> Task brief
After locating the line that contains "the yellow flower", transcribe exactly that line and each one after it until the data ends, skipping pictures.

START Records for this task

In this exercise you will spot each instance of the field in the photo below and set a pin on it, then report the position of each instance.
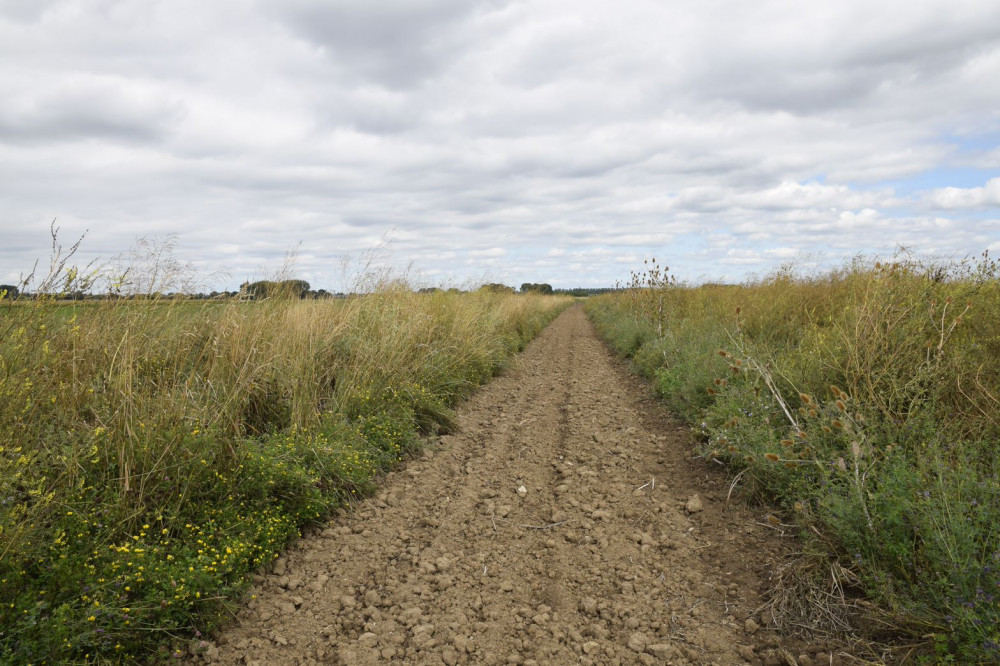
(153, 455)
(864, 402)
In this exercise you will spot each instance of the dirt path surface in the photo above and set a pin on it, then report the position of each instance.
(565, 523)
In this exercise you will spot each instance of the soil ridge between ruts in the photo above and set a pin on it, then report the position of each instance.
(565, 522)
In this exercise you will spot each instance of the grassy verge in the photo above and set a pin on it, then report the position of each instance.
(863, 402)
(152, 454)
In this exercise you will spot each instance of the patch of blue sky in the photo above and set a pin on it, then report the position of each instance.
(932, 179)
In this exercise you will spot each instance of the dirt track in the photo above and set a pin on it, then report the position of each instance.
(604, 556)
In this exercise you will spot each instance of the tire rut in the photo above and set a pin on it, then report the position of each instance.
(559, 525)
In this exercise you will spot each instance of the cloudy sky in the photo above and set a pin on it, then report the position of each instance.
(558, 141)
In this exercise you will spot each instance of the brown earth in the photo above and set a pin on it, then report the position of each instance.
(568, 522)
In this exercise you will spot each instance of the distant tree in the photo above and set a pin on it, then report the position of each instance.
(270, 289)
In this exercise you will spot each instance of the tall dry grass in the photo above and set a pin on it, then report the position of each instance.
(153, 452)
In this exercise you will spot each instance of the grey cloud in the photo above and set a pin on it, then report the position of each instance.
(87, 107)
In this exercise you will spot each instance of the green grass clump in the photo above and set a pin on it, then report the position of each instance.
(864, 402)
(154, 453)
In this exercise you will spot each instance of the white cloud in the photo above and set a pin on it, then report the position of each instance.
(499, 133)
(968, 197)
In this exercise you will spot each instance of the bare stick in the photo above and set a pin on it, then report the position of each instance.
(544, 527)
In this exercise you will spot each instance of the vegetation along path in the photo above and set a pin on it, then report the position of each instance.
(566, 522)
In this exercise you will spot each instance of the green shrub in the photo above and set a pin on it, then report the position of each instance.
(863, 403)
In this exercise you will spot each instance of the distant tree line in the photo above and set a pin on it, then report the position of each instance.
(289, 289)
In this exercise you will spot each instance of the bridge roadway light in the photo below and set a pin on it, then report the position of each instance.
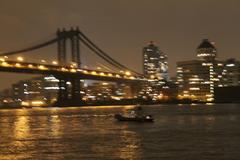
(54, 62)
(128, 73)
(20, 59)
(30, 66)
(18, 65)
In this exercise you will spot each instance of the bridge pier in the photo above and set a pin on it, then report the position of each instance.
(69, 95)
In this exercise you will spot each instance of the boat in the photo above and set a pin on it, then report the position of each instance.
(144, 118)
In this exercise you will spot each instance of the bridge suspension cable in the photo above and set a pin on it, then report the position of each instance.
(104, 55)
(96, 52)
(30, 48)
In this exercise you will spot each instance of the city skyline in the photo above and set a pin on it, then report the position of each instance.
(178, 39)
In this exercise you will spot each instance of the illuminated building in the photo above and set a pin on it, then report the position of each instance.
(154, 63)
(39, 90)
(231, 73)
(197, 78)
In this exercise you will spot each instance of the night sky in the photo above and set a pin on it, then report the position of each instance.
(122, 28)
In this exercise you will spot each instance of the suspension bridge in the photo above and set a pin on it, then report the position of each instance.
(70, 72)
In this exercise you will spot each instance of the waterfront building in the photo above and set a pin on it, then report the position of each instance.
(197, 78)
(231, 73)
(36, 92)
(155, 62)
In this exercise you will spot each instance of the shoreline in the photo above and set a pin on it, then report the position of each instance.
(113, 104)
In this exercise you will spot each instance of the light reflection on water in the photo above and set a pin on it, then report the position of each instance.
(179, 132)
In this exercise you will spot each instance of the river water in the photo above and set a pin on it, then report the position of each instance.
(180, 132)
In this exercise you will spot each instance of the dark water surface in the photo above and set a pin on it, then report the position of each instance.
(197, 132)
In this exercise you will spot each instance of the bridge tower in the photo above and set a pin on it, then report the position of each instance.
(63, 96)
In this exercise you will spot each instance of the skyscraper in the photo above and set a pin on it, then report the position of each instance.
(197, 78)
(154, 62)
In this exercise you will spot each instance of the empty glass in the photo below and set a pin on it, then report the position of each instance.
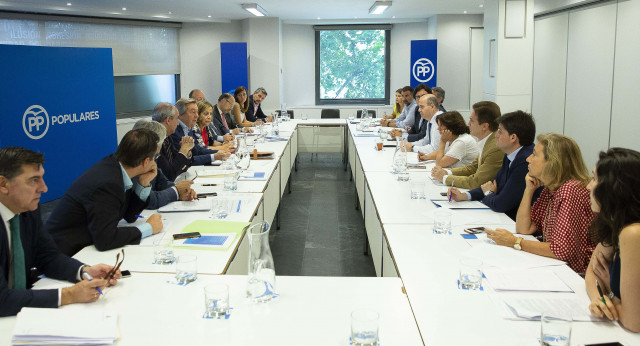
(163, 250)
(186, 269)
(216, 299)
(442, 222)
(364, 327)
(470, 273)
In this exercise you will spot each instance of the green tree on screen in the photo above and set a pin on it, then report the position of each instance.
(352, 64)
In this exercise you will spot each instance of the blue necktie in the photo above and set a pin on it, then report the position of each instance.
(19, 275)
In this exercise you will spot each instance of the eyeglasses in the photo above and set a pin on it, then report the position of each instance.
(115, 268)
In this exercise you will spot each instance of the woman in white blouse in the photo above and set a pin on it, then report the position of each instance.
(457, 147)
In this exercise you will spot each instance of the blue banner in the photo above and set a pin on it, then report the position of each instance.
(234, 66)
(58, 101)
(424, 62)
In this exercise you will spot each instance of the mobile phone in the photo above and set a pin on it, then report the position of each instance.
(474, 230)
(207, 194)
(125, 273)
(186, 235)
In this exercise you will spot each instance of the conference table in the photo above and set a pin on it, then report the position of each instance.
(415, 293)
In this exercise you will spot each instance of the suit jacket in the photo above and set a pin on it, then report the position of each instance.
(511, 184)
(90, 209)
(249, 114)
(199, 154)
(171, 161)
(479, 172)
(161, 191)
(417, 132)
(227, 117)
(41, 252)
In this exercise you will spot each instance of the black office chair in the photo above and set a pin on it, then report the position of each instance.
(371, 112)
(330, 113)
(289, 112)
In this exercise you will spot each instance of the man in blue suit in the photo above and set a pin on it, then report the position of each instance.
(515, 136)
(25, 245)
(188, 115)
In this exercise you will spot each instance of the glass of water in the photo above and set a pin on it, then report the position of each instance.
(216, 299)
(555, 329)
(442, 222)
(471, 273)
(163, 250)
(364, 327)
(186, 269)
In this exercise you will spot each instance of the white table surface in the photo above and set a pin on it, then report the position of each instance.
(139, 258)
(446, 315)
(308, 311)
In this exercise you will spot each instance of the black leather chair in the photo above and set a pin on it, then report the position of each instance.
(330, 113)
(371, 112)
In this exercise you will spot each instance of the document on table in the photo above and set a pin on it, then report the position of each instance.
(148, 241)
(210, 241)
(517, 308)
(509, 258)
(65, 326)
(254, 176)
(444, 203)
(182, 206)
(540, 280)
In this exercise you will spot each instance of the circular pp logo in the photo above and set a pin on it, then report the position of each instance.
(423, 70)
(35, 122)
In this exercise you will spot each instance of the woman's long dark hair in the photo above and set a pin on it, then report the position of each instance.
(618, 172)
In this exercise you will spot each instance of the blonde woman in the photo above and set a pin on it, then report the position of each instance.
(562, 213)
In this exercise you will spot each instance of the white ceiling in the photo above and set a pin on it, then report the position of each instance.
(292, 11)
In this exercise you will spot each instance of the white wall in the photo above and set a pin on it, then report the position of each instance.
(200, 55)
(454, 44)
(298, 69)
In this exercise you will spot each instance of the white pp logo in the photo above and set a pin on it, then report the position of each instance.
(35, 122)
(423, 70)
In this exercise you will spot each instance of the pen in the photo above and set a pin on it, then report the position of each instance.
(600, 292)
(450, 195)
(88, 277)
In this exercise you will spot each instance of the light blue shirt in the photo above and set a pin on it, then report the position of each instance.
(143, 193)
(407, 117)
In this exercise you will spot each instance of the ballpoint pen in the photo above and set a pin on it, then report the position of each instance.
(88, 277)
(600, 292)
(451, 195)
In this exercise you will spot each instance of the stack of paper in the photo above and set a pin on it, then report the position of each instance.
(65, 327)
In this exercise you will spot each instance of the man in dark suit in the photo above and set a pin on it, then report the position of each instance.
(90, 209)
(25, 245)
(254, 112)
(188, 115)
(163, 190)
(172, 161)
(515, 135)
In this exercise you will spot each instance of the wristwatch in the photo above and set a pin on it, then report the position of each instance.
(517, 244)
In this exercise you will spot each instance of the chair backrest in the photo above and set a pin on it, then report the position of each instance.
(330, 113)
(372, 113)
(289, 112)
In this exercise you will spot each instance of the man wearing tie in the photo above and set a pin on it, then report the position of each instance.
(24, 244)
(515, 136)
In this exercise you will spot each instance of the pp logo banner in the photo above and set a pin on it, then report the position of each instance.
(35, 122)
(424, 62)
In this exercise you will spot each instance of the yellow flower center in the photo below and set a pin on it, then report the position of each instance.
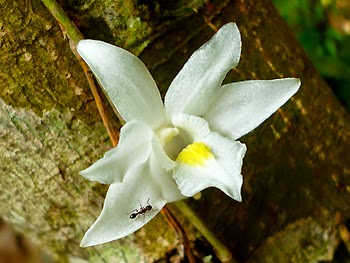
(195, 154)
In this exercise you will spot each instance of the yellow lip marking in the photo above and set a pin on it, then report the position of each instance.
(195, 154)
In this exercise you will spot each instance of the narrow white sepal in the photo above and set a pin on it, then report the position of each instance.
(193, 89)
(133, 149)
(242, 106)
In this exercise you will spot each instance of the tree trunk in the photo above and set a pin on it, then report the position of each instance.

END Records for this task

> Response for this exercise
In this exercise you will spot each instance of the yellow flower center in the photo below and set a pin on it, then report the position of each instance.
(195, 154)
In this exercise you will spot each instance of the yellow lip marking in the photo above and set a pin on it, then report the position of each instance.
(195, 154)
In this exercise you will spot each instance of the narrow white sepal in the photo above and set a pin on it, then report the position of each instance.
(193, 89)
(133, 149)
(242, 106)
In this exercise you will spot each instance of the tree trunk in the photo above and set a pin on it, then report the position of each instance.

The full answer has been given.